▶ **Problem details**: Everything from the line that holds "Could you indicate the curved" through the end of the data below should be output exactly, both ends included.

▶ **Data for processing**:
** begin **
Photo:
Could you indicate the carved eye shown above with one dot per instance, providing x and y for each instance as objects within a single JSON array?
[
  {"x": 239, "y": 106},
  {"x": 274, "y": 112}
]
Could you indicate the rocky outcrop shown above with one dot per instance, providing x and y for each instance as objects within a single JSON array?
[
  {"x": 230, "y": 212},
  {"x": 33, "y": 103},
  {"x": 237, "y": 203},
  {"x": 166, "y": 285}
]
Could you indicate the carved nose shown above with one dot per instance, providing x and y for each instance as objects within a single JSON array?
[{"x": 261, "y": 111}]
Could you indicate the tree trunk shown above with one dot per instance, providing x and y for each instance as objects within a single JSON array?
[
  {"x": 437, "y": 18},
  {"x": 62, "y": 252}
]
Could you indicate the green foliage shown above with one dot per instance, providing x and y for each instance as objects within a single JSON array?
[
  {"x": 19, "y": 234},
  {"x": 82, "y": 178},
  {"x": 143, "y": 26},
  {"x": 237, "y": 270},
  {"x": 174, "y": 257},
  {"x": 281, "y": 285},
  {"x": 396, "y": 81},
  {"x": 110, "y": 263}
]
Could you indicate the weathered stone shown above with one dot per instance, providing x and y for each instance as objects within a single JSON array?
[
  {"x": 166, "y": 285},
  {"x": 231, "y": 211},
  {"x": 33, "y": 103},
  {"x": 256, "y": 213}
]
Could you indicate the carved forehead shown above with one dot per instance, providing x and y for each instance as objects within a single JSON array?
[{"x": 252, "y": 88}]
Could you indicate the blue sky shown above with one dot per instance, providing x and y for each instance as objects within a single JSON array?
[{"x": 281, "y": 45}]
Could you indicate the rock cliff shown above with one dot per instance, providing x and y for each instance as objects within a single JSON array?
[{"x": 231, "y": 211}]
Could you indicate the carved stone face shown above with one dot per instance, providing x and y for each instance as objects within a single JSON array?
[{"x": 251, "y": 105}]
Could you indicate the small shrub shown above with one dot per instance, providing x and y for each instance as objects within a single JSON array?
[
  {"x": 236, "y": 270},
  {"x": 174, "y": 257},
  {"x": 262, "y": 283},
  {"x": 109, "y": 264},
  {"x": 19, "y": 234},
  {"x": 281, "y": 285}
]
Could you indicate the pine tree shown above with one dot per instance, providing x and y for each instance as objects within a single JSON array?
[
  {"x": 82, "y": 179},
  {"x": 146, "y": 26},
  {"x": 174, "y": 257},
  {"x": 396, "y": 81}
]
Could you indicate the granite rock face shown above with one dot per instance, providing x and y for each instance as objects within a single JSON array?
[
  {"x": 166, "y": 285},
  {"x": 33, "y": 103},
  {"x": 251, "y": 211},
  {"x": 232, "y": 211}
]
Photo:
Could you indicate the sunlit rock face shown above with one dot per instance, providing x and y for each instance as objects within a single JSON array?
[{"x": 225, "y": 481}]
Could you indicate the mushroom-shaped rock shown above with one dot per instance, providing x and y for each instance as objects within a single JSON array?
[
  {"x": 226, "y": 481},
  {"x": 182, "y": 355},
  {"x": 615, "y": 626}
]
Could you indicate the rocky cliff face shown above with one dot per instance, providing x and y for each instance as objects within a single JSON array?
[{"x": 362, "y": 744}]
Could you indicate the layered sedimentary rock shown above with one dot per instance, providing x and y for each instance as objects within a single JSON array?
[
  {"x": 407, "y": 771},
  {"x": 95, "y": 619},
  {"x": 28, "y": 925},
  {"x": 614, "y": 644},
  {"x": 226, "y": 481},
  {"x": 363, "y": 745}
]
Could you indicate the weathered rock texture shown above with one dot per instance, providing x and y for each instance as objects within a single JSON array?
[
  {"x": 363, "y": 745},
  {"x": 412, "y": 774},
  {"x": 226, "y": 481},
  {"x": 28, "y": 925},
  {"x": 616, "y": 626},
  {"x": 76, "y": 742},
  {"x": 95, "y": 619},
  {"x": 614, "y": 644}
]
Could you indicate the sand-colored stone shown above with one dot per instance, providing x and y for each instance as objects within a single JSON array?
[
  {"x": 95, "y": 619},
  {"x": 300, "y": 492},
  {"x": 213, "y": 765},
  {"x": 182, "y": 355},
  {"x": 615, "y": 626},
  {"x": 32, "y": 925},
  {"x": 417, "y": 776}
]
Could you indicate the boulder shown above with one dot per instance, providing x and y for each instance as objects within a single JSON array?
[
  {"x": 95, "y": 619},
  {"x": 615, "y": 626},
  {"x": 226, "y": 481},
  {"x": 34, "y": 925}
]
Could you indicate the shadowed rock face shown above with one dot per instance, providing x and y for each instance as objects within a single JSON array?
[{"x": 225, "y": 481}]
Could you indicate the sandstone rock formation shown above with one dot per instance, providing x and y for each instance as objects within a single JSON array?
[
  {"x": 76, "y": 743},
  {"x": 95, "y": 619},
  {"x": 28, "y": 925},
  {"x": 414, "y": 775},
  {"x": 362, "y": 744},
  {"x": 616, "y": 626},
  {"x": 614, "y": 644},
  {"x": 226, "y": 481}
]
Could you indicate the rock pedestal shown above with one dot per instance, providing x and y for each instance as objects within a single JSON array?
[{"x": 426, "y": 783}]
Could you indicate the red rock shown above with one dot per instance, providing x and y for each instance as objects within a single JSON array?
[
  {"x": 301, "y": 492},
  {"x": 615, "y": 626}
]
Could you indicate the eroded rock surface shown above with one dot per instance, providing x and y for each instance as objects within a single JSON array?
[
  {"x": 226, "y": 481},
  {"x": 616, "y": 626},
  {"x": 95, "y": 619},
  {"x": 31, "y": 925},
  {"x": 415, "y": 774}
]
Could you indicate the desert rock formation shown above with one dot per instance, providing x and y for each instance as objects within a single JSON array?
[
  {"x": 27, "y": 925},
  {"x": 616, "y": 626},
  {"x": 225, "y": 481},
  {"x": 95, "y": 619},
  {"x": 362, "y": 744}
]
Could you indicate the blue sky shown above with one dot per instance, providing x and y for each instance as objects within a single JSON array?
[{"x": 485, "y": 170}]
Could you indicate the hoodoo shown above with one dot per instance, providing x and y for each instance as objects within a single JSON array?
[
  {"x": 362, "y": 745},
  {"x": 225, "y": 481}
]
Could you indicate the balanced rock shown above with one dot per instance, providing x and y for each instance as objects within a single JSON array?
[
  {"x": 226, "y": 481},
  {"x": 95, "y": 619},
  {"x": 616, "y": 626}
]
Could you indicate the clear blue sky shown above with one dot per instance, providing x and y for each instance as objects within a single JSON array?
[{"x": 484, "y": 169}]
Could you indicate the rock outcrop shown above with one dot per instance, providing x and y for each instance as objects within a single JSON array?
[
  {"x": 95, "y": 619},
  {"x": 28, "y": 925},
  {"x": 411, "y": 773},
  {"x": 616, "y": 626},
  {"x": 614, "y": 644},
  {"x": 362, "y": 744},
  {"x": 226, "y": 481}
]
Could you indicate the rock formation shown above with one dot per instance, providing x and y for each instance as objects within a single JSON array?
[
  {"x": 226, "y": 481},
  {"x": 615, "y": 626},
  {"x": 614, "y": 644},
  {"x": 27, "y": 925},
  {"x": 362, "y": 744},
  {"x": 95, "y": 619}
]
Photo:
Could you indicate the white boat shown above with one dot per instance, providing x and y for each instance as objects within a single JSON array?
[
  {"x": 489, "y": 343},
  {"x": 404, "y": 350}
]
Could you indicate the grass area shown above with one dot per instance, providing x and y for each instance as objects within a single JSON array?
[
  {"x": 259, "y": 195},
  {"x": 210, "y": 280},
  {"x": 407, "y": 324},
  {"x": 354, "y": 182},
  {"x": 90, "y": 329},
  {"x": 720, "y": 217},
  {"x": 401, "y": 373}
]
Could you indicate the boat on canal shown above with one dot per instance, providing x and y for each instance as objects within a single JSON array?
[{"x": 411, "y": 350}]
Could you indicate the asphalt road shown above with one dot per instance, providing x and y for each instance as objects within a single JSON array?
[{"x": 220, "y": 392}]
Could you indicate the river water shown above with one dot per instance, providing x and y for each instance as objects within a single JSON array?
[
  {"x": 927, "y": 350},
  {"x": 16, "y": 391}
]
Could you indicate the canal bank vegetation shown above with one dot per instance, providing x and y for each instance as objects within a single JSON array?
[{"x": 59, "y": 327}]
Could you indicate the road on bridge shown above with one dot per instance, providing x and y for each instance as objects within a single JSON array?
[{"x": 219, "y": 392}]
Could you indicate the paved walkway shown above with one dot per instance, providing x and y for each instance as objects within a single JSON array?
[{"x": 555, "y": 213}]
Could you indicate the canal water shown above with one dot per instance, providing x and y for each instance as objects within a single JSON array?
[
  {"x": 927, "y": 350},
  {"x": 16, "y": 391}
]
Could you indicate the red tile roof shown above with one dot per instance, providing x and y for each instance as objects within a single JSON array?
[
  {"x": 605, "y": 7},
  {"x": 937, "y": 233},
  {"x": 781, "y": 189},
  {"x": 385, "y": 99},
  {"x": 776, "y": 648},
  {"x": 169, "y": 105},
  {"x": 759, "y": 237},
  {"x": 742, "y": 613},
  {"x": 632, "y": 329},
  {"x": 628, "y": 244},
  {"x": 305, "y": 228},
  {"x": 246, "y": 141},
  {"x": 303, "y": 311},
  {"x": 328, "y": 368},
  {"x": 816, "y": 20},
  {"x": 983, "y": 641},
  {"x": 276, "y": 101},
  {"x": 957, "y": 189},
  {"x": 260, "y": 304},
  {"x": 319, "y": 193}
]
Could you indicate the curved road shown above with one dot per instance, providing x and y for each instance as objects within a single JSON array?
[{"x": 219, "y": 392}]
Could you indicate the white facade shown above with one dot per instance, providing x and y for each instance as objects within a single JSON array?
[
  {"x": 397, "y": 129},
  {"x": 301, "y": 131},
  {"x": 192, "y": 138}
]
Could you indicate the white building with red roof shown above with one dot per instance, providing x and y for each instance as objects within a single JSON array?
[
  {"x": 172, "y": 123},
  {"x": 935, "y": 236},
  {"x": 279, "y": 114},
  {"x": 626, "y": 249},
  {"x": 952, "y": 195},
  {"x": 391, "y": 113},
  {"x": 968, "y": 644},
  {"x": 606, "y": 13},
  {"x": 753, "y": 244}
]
** end **
▶ **The completed task**:
Could you indicate the curved road shown above with one dot per instance, providing x and y for each instance as objects within a single JSON array?
[{"x": 219, "y": 392}]
Could you indicate the white facade shown above with one dot per instance, providing x and y for each instance as objects within a single JSON array?
[
  {"x": 397, "y": 129},
  {"x": 301, "y": 131},
  {"x": 192, "y": 138}
]
Could you indicate the white building with red roof shown above with one dot per instance, providing x and y for each instance as objects within a single JSON array?
[
  {"x": 172, "y": 123},
  {"x": 935, "y": 236},
  {"x": 279, "y": 114},
  {"x": 626, "y": 249},
  {"x": 952, "y": 195},
  {"x": 391, "y": 113},
  {"x": 968, "y": 644},
  {"x": 606, "y": 13},
  {"x": 753, "y": 244}
]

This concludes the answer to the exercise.